[Start Listed records]

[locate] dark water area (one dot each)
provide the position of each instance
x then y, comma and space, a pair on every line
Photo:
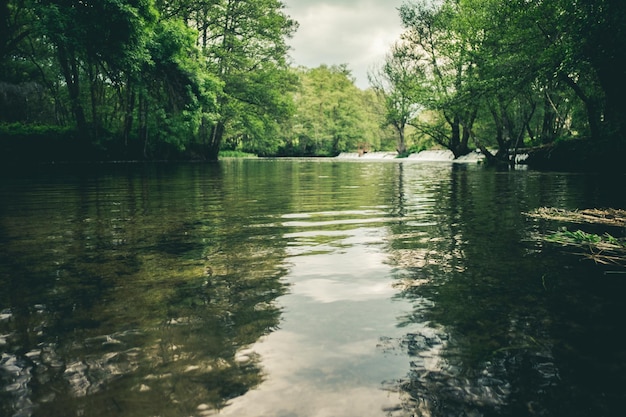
304, 288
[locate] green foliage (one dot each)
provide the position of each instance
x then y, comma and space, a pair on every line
331, 115
511, 74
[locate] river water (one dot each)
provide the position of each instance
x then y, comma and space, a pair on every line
299, 288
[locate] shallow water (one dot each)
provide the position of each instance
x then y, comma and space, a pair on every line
303, 288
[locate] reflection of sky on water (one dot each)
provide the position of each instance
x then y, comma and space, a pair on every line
329, 357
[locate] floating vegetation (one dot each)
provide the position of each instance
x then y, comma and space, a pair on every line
603, 249
610, 217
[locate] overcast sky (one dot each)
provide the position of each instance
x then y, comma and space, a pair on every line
353, 32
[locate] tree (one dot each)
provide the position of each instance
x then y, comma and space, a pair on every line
398, 83
331, 114
245, 47
443, 55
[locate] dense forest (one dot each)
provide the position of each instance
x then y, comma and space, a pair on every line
186, 79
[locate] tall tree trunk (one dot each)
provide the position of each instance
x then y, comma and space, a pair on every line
69, 67
128, 112
215, 140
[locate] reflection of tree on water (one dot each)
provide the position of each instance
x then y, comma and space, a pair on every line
487, 345
127, 313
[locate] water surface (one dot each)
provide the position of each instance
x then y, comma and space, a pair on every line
303, 288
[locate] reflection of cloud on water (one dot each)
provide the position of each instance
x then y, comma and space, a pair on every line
302, 381
330, 290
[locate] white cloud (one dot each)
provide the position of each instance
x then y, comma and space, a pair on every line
354, 32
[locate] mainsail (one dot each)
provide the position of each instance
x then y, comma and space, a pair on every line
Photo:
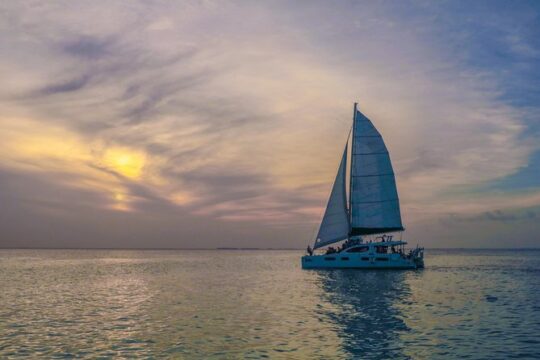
374, 202
335, 223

[End Listed records]

▶ The problem
Return every line above word for word, leaving the pictures out.

▶ Exercise solution
[locate] dark water area (one dot each)
provide the position of each instance
x then y, comma and space, a pair on every line
Photo:
304, 288
[locate] green foliage (one dot each)
provide the position of each instance
x then y, comma and space, a pair on every line
331, 115
511, 74
[locate] river water (one dot each)
provide the position of each instance
x then y, comma and space, a pair on every line
299, 288
[locate] shallow water (one dot each)
provide the position of each instance
x then y, comma and space, a pair on every line
303, 288
[locate] reflection of sky on water (one dot each)
provide the position of each instance
x then y, comma and space, a pair on every line
329, 357
[locate] floating vegetation (one dot each)
provide the position of each instance
x then y, comma and space, a pair on every line
603, 249
610, 217
[locate] overcast sky (one dot each)
provide the position of each instance
x then y, comma and space, a pair on every line
353, 32
[locate] tree (one dot each)
provide the position of each instance
x then y, comma and space, a pair on every line
398, 83
331, 114
245, 47
443, 55
[locate] dense forest (one dot each)
provide the position of each instance
x then y, comma and space, a pair on every line
186, 79
[locate] tall tree trunk (one dot each)
provide the position of each instance
x then y, comma and space, a pair on every line
69, 67
128, 112
215, 140
[locate] reflection of tree on water (one dot each)
provide the position of each instance
x then y, comma and space, a pair on every line
487, 345
127, 313
[locate] water surface (one dot each)
provide the position of each instance
x then y, comma and space, a pair on every line
303, 288
[locate] reflection of cloud on water (one dot each)
provide the position of each instance
x then y, comma and space, a pair on every line
302, 381
330, 290
[locate] white cloud (one dot each)
provide the position of each instance
x then y, comma and space, a pair on every line
354, 32
[locate] mainsail (one dot each)
provide the position of each instance
x then y, comma and space, a pair on every line
Photo:
374, 202
335, 223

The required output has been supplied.